__Task to carry out__. Please substitute "orange foot" for "yellow foot" in the lines starting at the one that has "Guideline: one keypoint for each instance of the bird's leg" and running through the last line, keeping everything else the same.

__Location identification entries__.
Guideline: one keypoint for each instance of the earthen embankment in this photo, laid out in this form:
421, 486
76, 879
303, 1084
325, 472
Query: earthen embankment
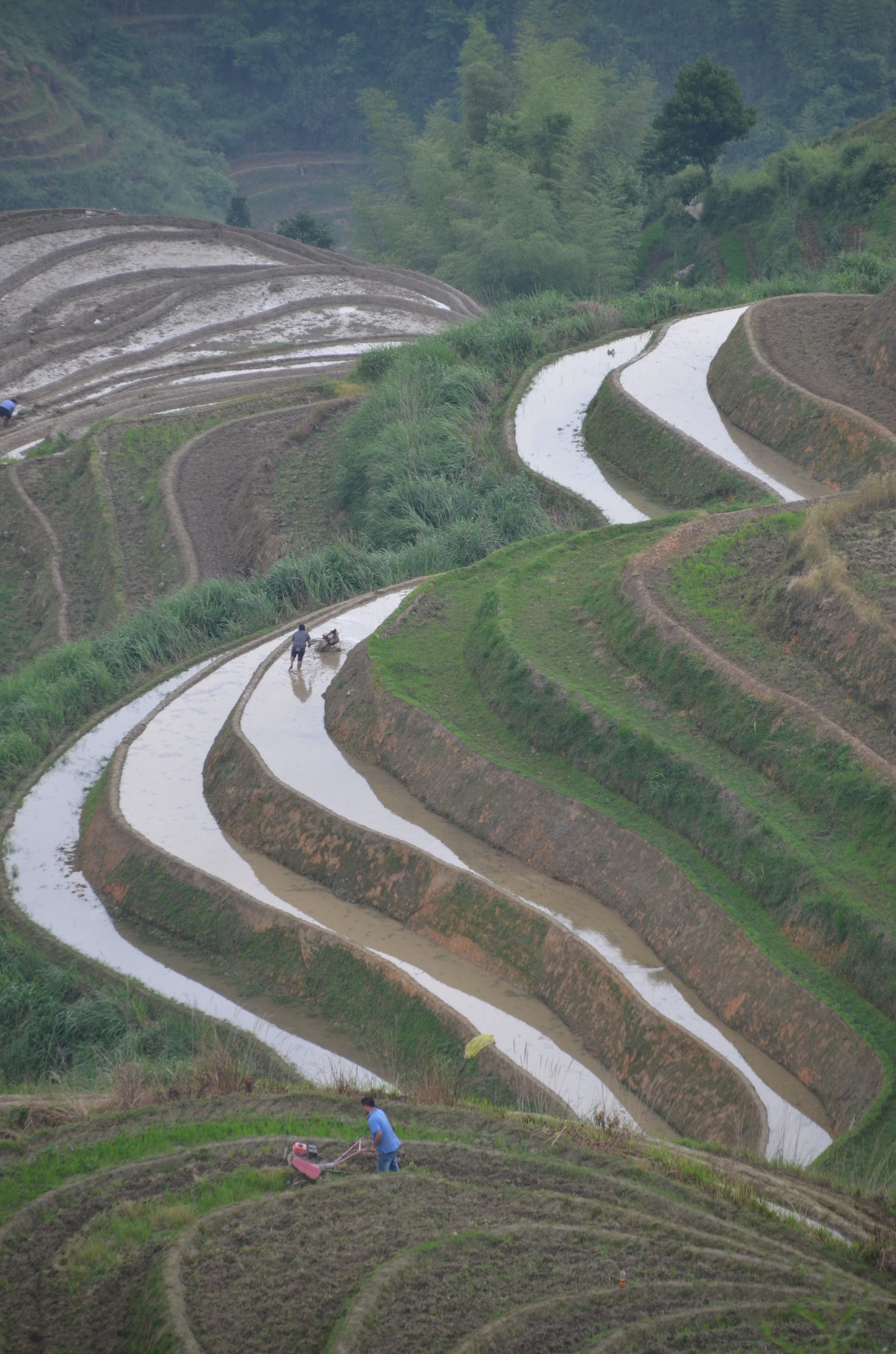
577, 845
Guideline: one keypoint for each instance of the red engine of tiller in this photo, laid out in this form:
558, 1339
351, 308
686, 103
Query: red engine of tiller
301, 1158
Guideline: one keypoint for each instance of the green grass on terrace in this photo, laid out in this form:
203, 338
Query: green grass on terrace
547, 588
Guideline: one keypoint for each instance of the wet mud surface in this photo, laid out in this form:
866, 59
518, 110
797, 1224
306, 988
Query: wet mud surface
103, 315
211, 475
811, 342
670, 381
524, 1240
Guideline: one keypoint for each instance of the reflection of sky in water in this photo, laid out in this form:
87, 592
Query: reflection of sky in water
550, 416
301, 753
672, 382
161, 795
46, 889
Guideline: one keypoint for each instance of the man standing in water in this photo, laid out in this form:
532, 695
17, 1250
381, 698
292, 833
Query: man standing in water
299, 643
383, 1135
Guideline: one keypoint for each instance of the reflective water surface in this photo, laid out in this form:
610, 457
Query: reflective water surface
548, 427
45, 886
161, 797
672, 382
285, 722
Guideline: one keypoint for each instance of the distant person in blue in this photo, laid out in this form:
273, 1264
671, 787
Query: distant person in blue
301, 641
383, 1135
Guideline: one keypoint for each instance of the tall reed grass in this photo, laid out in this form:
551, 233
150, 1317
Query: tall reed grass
63, 1028
424, 483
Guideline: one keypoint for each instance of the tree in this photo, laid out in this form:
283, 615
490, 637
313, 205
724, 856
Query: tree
704, 116
309, 229
239, 210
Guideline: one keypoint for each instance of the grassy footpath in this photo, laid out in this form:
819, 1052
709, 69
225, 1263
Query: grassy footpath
423, 480
72, 492
488, 1207
551, 595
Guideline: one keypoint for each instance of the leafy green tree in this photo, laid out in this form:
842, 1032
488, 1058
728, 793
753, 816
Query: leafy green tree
704, 116
239, 212
309, 229
534, 187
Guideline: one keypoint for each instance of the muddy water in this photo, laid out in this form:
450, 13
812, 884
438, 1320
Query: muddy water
672, 382
122, 257
315, 766
46, 887
548, 428
524, 1029
161, 795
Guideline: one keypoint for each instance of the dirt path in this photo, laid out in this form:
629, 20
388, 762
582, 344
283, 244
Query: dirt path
207, 477
56, 553
809, 340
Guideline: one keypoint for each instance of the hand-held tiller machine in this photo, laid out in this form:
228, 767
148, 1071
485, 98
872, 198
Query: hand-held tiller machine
302, 1160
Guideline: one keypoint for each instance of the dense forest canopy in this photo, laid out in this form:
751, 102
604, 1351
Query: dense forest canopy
534, 186
236, 73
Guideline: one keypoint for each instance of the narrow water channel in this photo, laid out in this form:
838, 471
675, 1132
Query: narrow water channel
670, 381
548, 428
161, 797
285, 721
59, 898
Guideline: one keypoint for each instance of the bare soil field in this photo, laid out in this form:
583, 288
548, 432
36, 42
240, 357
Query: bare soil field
213, 473
757, 571
811, 340
513, 1230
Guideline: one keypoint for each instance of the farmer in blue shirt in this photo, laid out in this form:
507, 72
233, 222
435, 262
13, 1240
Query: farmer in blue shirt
383, 1135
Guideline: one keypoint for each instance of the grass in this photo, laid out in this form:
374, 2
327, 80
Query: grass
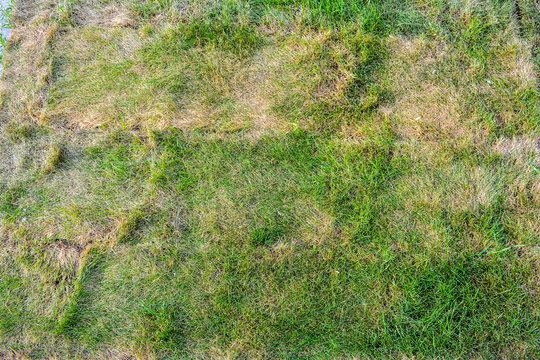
270, 180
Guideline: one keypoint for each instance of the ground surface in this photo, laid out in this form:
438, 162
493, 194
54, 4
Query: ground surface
282, 179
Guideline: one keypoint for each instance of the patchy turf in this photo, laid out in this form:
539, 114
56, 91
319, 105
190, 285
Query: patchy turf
284, 179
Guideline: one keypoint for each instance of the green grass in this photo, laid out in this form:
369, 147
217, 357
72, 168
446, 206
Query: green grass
270, 180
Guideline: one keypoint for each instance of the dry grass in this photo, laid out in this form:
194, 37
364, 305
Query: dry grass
277, 179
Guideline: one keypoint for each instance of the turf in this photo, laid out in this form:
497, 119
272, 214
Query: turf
280, 179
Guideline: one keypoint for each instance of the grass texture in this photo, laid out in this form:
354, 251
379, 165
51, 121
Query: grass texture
282, 179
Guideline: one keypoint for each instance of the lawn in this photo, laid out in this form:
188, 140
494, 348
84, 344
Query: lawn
270, 179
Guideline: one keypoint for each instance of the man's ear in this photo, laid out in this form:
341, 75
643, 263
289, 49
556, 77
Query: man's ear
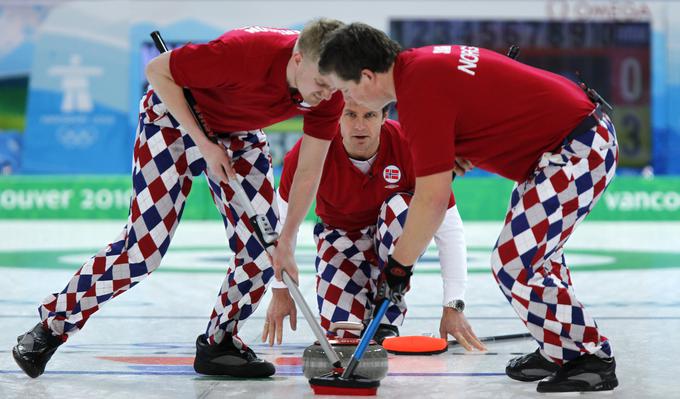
368, 75
297, 57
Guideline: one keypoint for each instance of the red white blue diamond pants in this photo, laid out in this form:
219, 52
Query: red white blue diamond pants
165, 162
348, 265
528, 260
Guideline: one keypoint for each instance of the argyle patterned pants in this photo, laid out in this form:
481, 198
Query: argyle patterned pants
528, 260
165, 162
348, 265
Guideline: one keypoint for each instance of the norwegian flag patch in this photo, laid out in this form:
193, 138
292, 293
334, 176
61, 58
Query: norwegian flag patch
392, 174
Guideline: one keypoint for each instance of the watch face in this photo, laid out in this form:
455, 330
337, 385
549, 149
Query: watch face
456, 304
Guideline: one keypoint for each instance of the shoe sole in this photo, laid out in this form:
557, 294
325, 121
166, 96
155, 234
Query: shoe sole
30, 371
602, 386
525, 378
245, 371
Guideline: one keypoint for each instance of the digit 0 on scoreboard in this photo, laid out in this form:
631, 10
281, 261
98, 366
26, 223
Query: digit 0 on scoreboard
613, 57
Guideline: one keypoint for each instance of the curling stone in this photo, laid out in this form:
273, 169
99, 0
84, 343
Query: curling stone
373, 365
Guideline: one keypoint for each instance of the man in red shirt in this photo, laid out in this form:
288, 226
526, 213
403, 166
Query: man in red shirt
529, 125
243, 81
362, 202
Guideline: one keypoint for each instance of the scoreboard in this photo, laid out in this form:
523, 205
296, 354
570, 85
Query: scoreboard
611, 57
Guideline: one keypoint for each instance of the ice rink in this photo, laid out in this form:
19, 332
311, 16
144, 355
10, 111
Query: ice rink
141, 344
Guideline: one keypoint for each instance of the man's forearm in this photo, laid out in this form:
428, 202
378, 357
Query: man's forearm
425, 214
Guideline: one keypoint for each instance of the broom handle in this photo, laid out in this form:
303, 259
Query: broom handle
366, 339
497, 338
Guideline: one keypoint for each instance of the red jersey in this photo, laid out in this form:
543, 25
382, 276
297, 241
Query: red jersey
239, 81
347, 198
482, 106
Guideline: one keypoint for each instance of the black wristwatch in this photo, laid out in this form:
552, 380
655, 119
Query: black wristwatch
456, 304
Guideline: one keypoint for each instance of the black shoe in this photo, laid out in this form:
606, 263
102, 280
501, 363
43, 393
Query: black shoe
585, 373
385, 331
34, 349
225, 359
530, 367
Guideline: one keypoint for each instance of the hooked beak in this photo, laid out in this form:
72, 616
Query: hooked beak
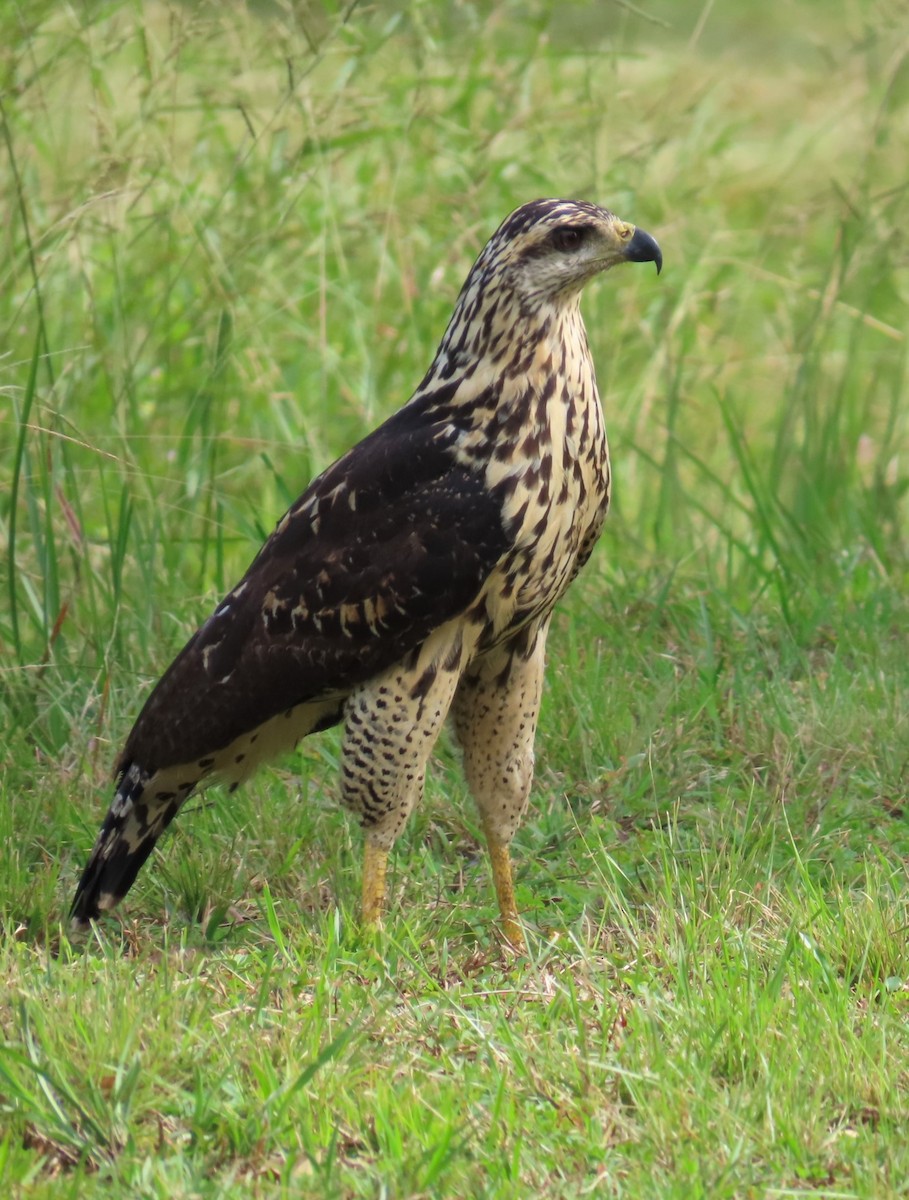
643, 249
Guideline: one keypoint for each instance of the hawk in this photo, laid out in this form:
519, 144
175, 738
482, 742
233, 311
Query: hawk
413, 581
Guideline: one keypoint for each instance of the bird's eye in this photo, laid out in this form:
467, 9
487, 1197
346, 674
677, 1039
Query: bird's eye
567, 238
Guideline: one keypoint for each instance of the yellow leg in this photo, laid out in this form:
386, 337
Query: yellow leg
375, 861
500, 862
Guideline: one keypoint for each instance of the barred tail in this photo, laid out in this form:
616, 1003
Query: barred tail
134, 822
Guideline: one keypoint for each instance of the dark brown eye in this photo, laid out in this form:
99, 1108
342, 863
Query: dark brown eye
567, 238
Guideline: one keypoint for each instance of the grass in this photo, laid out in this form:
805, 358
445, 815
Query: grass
232, 240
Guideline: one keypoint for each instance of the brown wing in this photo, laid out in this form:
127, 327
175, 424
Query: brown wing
391, 541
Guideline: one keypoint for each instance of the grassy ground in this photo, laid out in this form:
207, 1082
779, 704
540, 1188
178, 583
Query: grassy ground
230, 241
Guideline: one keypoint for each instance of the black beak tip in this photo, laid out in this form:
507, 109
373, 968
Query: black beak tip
644, 249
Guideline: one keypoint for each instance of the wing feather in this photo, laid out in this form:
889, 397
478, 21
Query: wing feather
392, 540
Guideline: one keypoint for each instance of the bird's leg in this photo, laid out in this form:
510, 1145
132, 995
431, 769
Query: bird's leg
495, 711
500, 861
375, 859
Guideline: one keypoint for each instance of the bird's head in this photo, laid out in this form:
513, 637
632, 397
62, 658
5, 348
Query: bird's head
547, 250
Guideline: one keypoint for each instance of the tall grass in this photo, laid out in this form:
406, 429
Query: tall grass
232, 239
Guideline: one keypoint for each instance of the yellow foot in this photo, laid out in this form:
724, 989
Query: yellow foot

__Response for this exercise__.
Guideline: one keypoint for each instance of the bird's leg in this photo, laid out in this form:
510, 1145
132, 995
431, 769
Query: bird's leg
495, 711
500, 861
375, 859
Guideline: one keypoint for each instance of the bird's head in this photo, laid out in this form:
513, 637
632, 397
62, 658
5, 348
Query: bird's head
547, 250
Guideline: one keypoint for each instance of the tall grass in this photo, laid out in this form:
406, 429
Query: tall grass
232, 239
Guideline: one keypoint for each instance of the orange foot in this photo, laid out in this form:
724, 989
Query: orange foot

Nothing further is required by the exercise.